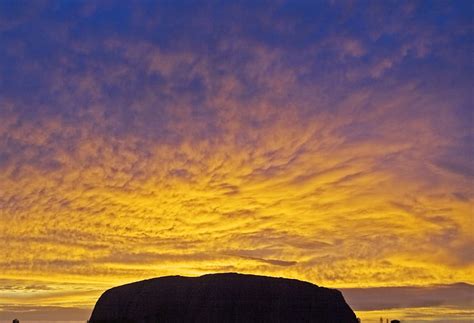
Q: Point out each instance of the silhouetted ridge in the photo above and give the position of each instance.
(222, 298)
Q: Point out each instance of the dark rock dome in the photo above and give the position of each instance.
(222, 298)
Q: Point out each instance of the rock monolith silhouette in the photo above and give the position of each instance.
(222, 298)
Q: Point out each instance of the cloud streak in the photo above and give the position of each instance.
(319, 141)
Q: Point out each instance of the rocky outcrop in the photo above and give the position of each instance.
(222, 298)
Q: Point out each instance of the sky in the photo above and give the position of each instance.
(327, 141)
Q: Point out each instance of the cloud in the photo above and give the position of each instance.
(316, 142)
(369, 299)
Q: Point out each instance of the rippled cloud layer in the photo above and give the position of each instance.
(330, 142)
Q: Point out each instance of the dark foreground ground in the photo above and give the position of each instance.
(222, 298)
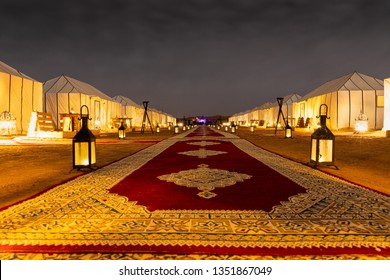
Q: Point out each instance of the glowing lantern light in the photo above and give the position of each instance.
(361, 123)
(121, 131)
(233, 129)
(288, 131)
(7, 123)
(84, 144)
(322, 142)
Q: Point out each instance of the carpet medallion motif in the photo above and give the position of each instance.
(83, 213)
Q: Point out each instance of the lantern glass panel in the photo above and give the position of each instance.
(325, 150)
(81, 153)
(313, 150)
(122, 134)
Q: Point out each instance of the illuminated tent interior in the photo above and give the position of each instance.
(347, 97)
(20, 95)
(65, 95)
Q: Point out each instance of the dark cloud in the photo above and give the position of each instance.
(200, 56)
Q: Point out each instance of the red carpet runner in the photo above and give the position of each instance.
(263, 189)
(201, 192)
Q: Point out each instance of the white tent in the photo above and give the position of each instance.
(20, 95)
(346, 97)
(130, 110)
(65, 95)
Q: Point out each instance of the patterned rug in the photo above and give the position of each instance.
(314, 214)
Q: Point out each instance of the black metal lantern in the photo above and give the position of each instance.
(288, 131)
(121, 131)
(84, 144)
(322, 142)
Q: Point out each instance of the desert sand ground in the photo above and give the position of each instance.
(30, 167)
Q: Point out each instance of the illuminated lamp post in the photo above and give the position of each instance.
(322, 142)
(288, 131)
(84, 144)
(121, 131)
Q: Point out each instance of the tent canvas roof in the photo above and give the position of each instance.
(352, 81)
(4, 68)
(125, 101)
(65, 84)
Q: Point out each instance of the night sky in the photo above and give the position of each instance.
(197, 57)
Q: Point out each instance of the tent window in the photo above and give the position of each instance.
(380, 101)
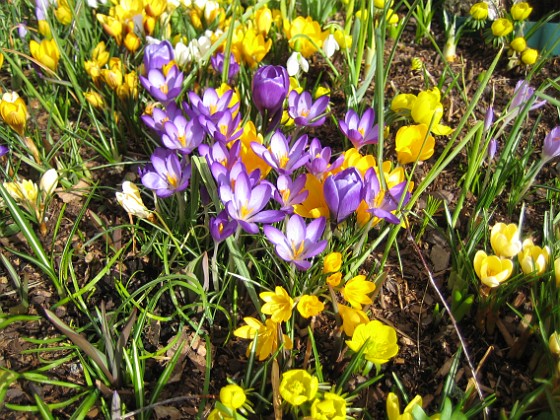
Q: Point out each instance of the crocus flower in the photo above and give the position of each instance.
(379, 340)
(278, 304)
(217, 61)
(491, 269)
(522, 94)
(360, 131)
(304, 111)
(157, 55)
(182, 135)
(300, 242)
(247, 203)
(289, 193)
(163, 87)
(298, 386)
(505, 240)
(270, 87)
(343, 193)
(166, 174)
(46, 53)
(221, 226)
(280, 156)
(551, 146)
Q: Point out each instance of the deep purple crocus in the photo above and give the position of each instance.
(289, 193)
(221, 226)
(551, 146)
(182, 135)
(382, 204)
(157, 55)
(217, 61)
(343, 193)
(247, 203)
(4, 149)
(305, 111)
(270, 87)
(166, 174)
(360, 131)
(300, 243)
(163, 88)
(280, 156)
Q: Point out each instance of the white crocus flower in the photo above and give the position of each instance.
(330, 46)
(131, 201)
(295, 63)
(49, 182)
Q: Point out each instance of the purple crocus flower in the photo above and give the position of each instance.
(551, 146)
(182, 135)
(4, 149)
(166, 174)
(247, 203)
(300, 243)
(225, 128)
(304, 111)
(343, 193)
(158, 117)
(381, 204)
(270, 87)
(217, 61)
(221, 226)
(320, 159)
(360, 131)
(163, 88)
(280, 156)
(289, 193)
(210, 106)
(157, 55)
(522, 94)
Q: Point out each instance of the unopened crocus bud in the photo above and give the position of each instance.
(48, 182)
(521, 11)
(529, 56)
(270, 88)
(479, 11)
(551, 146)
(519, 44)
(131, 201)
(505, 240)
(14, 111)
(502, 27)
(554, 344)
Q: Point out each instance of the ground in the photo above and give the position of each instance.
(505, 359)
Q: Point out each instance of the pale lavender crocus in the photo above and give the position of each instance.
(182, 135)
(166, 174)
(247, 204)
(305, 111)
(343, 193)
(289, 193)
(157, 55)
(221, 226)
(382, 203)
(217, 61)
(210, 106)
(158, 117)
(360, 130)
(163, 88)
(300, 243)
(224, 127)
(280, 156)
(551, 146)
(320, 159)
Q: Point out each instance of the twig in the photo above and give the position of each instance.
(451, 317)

◇ ◇ ◇

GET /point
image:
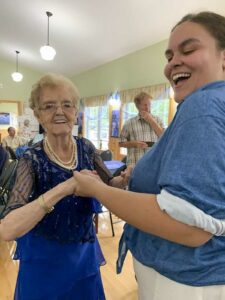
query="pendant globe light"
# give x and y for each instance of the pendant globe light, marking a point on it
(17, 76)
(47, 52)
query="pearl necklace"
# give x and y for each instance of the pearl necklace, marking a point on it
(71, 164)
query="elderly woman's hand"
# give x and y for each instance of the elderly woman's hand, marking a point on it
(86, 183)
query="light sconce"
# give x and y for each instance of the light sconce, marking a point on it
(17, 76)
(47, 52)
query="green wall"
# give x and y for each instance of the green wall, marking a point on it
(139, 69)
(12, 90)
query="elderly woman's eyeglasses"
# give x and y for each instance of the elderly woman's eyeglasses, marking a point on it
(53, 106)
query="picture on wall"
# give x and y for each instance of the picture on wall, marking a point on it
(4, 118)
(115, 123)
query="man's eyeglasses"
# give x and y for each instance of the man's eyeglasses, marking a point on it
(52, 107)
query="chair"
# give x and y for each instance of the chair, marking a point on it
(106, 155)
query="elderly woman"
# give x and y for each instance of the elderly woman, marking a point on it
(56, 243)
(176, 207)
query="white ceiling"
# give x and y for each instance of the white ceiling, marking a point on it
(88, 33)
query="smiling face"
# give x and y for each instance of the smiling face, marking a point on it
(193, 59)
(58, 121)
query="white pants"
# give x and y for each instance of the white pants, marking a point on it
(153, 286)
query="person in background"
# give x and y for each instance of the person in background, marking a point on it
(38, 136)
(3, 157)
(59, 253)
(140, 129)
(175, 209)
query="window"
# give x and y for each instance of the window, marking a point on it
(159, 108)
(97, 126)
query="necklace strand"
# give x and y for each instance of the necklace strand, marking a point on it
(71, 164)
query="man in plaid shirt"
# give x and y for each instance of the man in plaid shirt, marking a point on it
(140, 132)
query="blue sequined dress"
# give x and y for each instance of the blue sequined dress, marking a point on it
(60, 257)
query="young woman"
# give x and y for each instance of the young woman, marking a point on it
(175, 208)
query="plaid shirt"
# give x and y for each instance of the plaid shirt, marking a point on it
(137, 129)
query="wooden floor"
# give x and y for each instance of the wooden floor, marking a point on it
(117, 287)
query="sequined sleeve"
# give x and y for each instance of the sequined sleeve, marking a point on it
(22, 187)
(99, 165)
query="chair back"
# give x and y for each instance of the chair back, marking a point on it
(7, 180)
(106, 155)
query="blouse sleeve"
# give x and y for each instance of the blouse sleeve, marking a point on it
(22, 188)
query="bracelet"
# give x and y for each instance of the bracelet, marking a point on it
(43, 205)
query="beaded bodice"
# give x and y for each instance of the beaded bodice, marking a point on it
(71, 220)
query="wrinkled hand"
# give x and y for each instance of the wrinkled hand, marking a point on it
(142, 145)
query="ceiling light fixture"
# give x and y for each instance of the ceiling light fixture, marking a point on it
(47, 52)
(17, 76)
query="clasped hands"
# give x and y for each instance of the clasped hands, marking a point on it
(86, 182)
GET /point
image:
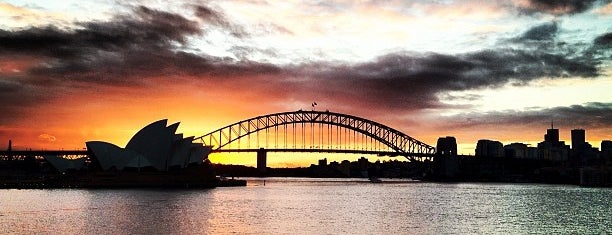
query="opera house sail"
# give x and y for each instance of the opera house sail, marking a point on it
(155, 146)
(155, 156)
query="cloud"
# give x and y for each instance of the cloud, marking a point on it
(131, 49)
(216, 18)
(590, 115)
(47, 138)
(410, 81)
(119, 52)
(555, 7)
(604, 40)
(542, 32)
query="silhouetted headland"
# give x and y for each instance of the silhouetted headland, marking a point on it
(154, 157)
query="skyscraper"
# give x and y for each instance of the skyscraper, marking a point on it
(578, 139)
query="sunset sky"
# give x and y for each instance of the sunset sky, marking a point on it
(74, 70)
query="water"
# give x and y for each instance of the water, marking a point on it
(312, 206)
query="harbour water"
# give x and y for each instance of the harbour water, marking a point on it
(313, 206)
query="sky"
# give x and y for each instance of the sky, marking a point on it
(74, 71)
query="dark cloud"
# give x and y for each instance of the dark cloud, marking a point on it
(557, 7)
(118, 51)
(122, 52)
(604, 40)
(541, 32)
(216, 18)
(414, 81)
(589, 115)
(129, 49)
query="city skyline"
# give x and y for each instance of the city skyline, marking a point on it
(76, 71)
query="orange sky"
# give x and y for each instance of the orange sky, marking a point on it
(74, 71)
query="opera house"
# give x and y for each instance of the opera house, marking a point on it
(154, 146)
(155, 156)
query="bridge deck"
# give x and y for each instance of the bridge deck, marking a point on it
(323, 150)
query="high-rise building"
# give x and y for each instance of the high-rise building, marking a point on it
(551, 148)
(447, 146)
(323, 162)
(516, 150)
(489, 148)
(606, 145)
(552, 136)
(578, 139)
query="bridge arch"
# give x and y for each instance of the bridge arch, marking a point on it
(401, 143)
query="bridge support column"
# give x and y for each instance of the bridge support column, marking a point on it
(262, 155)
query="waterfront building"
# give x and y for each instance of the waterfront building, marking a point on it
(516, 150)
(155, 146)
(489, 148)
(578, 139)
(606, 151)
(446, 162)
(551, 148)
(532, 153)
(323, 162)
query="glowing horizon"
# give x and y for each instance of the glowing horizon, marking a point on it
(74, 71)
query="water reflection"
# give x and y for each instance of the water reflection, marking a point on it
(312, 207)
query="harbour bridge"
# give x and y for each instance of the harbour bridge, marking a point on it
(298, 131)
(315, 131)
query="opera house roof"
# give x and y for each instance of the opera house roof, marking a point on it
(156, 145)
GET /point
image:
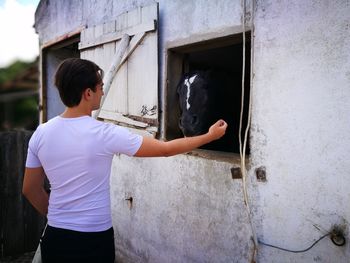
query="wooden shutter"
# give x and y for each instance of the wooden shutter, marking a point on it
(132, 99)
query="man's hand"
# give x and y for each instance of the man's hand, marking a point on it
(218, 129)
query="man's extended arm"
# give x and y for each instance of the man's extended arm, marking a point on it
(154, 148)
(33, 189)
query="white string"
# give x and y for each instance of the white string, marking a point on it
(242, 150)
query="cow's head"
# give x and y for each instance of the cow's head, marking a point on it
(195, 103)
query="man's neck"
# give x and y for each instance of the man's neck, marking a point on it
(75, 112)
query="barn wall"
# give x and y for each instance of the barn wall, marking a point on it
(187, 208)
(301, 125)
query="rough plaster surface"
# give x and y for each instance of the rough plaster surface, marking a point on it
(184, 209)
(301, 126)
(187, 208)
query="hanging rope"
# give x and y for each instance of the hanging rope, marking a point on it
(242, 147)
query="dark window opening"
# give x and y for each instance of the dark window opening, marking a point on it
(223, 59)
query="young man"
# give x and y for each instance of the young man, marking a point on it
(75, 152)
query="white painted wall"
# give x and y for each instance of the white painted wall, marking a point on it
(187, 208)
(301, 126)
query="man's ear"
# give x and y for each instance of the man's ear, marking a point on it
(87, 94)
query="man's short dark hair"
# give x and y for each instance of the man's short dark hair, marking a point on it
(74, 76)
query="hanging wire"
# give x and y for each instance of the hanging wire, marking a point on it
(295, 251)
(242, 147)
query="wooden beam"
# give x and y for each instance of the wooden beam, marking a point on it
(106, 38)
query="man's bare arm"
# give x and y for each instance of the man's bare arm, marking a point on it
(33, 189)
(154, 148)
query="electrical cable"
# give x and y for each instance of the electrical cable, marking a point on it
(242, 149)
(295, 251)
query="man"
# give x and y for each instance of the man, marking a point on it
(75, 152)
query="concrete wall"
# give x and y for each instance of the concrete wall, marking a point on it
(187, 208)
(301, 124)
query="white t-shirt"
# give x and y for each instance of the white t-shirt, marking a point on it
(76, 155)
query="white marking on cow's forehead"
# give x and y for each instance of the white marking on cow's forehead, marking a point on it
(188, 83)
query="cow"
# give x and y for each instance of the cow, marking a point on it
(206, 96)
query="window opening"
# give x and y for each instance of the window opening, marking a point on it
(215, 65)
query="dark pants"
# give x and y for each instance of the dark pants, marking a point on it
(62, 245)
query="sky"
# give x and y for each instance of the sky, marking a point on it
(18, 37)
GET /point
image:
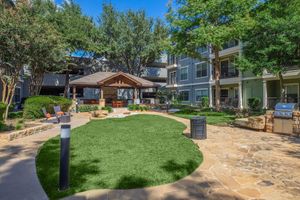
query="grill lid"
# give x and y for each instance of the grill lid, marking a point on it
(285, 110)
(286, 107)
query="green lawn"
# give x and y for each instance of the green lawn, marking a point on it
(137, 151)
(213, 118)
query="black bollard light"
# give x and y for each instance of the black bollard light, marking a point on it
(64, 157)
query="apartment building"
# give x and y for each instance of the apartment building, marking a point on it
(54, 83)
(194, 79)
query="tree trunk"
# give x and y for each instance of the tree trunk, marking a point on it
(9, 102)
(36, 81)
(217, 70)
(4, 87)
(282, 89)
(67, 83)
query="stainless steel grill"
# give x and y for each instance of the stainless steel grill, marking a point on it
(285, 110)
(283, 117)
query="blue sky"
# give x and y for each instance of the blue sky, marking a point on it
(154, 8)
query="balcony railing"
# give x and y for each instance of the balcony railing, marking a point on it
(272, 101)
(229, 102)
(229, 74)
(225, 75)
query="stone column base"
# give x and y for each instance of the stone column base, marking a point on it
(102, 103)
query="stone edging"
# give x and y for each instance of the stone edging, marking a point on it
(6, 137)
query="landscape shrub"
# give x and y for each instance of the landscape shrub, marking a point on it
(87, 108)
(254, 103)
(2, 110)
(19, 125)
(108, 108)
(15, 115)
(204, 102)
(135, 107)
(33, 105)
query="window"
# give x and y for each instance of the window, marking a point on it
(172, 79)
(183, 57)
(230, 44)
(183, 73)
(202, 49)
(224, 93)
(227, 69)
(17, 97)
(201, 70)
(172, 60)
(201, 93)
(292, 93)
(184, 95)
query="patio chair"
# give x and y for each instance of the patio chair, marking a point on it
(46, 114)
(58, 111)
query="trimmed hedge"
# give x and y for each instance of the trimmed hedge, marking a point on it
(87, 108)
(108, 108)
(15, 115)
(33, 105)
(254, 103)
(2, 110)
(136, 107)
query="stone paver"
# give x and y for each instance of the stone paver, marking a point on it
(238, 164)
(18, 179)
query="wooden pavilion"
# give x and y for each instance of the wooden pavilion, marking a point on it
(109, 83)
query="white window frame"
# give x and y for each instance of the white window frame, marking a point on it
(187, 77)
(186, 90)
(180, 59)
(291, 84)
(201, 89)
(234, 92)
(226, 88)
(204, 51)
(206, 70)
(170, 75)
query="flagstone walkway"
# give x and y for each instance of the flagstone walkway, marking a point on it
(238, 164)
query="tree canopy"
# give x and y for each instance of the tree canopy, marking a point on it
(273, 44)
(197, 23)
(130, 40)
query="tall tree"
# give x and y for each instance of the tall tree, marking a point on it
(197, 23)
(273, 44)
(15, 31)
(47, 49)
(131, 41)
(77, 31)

◇ ◇ ◇

-- INSTRUCTION --
How many lines of the material above contain the string "chair"? Case counts, and the reply should be only the number.

-- EXERCISE RESPONSE --
6